→ PROBLEM REQUIREMENTS
Give back the data in full. Leave nothing out.

Recorded data
━━━━━━

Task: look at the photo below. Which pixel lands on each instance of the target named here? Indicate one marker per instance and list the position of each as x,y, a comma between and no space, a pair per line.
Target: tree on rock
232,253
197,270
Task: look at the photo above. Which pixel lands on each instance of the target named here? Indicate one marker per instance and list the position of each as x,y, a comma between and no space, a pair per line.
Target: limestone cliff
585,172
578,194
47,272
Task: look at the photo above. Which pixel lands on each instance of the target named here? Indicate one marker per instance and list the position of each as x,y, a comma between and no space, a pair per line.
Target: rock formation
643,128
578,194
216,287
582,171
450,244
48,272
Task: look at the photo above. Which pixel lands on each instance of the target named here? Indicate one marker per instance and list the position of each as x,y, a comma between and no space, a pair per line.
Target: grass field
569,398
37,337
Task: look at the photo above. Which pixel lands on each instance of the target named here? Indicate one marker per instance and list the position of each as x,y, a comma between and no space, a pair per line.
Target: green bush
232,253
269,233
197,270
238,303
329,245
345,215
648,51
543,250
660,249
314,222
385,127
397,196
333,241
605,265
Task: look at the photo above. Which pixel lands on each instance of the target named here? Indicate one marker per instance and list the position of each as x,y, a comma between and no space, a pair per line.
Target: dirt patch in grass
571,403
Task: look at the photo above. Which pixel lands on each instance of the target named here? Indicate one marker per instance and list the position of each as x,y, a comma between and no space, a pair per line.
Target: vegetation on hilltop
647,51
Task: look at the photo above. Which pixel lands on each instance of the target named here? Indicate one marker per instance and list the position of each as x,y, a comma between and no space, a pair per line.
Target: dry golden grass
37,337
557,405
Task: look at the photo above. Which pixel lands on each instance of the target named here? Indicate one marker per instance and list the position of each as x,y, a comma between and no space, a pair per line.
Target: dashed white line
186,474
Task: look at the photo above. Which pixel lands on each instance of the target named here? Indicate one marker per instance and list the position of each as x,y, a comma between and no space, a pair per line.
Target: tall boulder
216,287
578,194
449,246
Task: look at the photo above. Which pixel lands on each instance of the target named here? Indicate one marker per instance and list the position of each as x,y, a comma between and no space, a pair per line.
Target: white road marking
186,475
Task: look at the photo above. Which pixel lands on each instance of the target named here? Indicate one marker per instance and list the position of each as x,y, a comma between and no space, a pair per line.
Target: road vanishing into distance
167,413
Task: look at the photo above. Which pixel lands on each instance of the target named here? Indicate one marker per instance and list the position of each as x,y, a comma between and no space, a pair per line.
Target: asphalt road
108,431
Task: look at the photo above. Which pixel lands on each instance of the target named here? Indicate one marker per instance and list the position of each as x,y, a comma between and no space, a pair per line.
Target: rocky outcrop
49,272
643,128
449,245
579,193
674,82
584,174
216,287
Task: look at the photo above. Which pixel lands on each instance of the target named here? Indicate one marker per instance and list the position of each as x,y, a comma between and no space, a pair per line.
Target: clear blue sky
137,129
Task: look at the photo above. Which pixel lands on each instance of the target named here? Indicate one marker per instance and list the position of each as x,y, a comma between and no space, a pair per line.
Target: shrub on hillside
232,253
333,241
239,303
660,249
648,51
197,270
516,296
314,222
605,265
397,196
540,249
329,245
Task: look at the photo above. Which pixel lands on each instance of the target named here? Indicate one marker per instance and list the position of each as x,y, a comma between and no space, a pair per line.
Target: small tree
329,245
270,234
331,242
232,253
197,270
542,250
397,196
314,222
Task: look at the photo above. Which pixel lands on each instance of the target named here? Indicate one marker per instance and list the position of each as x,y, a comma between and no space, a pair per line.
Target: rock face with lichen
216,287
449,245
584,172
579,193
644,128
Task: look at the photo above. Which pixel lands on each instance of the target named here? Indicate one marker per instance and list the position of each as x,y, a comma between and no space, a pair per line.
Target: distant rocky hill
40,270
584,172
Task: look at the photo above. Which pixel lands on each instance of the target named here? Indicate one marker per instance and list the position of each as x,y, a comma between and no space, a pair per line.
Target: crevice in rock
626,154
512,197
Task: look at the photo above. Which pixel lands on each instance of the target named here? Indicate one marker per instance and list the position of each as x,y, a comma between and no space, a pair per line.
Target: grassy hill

━━━━━━

→ REPLY TO THE TASK
Task: look at the photo below. Which pixel lands on each instance of the target named here? Indicate one marker per instance and list the position of each as x,y, a comma between and no space, a pair per line.
Target: tree on rock
232,253
197,270
Task: look at the photo above. Which pixel lands on each instance of the target named here? Indicate one marker per instance and list the position of each as x,y, a comma between and no space, a pair per line.
Target: limestone cliff
585,172
578,194
47,272
Task: look at the photo above. Which pixel lands on each instance of the target named here? Indicate one marker per instance and list the position of each as x,y, a comma between and no space, a pair per line.
Target: rock formation
643,128
578,194
216,287
582,171
450,244
48,272
Task: look at the photo above. Which pixel lands on each instance of the target named here? Indicate one marker per instance and list the position of each as x,y, a comma between and no space, a pair per line.
Target: grass field
569,398
37,337
Task: look at the photo above. Which pixel lands on each instance of the target named here? Indicate one marker per instance and list the position of each as x,y, a comma between and no space, a pair per line.
Target: green bush
232,253
269,233
197,270
238,303
329,245
345,215
648,51
543,250
660,249
314,222
385,127
397,196
333,241
605,265
Task: look at the photo above. Which pixel lands on each instance of the target named here? Indicate one marker per instance and list the position of each as x,y, a comma between and no space, a pair per line.
Target: dirt patch in grass
571,403
Task: look at the photo above. Which pixel lands on each instance of the target named here? Indicate one marker per instance and list the position of each as x,y, a comma between and no space, a pair per line.
Target: vegetation on hilltop
647,51
Task: look at the photo above. Which pixel lands on each instance of the target named here? Indicate one marker per instance and list the position of each as x,y, a comma between and no space, a pair per line.
Target: dry golden grass
37,337
557,405
Task: look at the photo above. Which pixel lands on each instance of the target named here? Indicate one marker per instance and list the position of each as x,y, a comma between and no space, a pair per line.
Target: dashed white line
186,474
Task: look at the photo above. Which pixel lands on each instance of the target named here? Indicate one marker per instance and list the position of each as x,y, a comma between and no space, a pair per line.
Target: tall boulder
216,287
578,194
449,246
Task: look at the photo above. Which pixel lands on each instance of the target named here? Indicate one marker per instance and list the position of each as x,y, a comma between and no space, a pair per line.
Target: white road marking
186,475
Task: look at the photo above. Which pixel lands on each instance of the target named here? Indicate one marker per instance and list the position of each as x,y, a comma between and no space, a pair per line.
Target: road vanishing into distance
167,413
Task: look at the photo above. Which pixel lands on each instance of the target named here? Indicate one marker per instance and list the position of each as x,y, a comma between and no space, a pair per line.
Target: asphalt road
108,431
Task: look at the photo above. Which pixel lands on each instance of the target named here? Indicate one marker per instance and list the position of each as x,y, a comma between and no space, a pair per line.
Target: rocky outcrop
49,272
643,128
449,245
579,193
674,82
584,174
216,287
Task: look at the photo above. Which pixel lands on each instance of the target named here? Indicate one marker per instance and list the position of each as x,y, a comma between and no space, a pair per line.
Target: clear blue sky
137,129
Task: look at the photo above. Which pixel lands on each instance of the target named here? Indicate one marker per instance and list the position of each as x,y, a comma between and no space, a pair per line.
Target: shrub on hillside
232,253
333,241
239,303
660,249
648,51
197,270
516,296
314,222
605,265
397,196
540,249
329,245
Task: look at the photo above. Which pixel lands on each instance of the target named here? Indicate one marker per instance and list the position of each as x,y, a comma between and no space, a pair per line.
Target: small tree
329,245
270,234
331,242
232,253
197,270
542,250
397,196
314,222
Task: look at the photo above. Which pixel lands on each instance of the target named here? Indicate one marker per instance and list the position of each as x,y, a comma between and no space, a pair per line.
Target: rock face with lichen
216,287
449,245
584,172
579,193
644,128
Task: look at the photo above. Which pixel lands on each instance of the target named here? Indicate one marker per instance and list the position of each as x,y, a comma between and no space, a pair per line.
Target: distant rocky hill
40,270
584,172
Task: look at the photo above. Which pixel lands on each instance of the target named here? Indicate one marker per instance and list the position of each as x,y, a comma between and no space, a pair per line.
Target: crevice in rock
626,154
512,197
Task: look at the photo above. Which pixel lands on each instance of the target named here? Indicate one marker per instance and list the position of each as x,y, a comma between and no space, a pair per line.
Target: grassy hill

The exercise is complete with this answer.